_What you need to do_: Return each of the lines in the material below without any change.

_Records from a data collection_:
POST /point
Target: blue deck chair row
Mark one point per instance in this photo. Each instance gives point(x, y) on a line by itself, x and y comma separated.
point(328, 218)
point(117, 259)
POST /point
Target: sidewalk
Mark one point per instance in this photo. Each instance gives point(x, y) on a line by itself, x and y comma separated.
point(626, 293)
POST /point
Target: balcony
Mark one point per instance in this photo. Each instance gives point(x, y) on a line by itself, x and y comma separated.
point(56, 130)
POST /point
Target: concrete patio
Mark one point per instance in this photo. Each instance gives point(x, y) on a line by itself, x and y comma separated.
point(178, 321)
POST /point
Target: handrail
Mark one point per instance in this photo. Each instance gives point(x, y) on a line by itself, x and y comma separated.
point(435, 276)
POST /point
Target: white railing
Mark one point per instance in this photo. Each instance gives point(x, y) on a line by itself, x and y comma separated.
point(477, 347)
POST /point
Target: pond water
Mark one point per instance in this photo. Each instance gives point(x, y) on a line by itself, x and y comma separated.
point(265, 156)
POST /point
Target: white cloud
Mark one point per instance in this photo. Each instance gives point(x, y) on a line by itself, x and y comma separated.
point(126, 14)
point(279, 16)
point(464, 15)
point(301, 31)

_Solved problem_:
POST /point
Target: blue deck chair row
Mark one point per instance in this photo. Each instance gives point(x, y) on a line by itself, x and y comma separated.
point(328, 218)
point(117, 259)
POST /point
Target: sidewalk
Mark one point per instance in this photo. Each instance gives point(x, y) on a line by itself, x and y comma separated.
point(626, 293)
POST /point
Target: balcony
Mark one point per instance in this photo. Each instance gives point(x, y) on a line by itself, x and y comma separated.
point(56, 130)
POST /point
Target: concrete patio
Mark one point per instance in this photo. Each instance gives point(x, y) on a line by itself, x and y comma separated.
point(178, 321)
POST /point
Target: handrail
Mark one point per instance in this photo. Each instance gives point(x, y) on a line by itself, x and y comma separated.
point(435, 276)
POST /point
Target: white railing
Mark one point per instance in this photo. Each instance gives point(x, y) on a line by itself, x and y comma separated.
point(477, 347)
POST /point
Target: pond water
Mark one point per instance in this photo. Each instance gives point(x, y) on a line by itself, x and y comma separated.
point(265, 156)
POST /point
Target: white cloud
Mark one point per instance in this photo. Each instance gives point(x, y) on a line by itself, x and y comma separated.
point(126, 14)
point(279, 16)
point(464, 15)
point(301, 31)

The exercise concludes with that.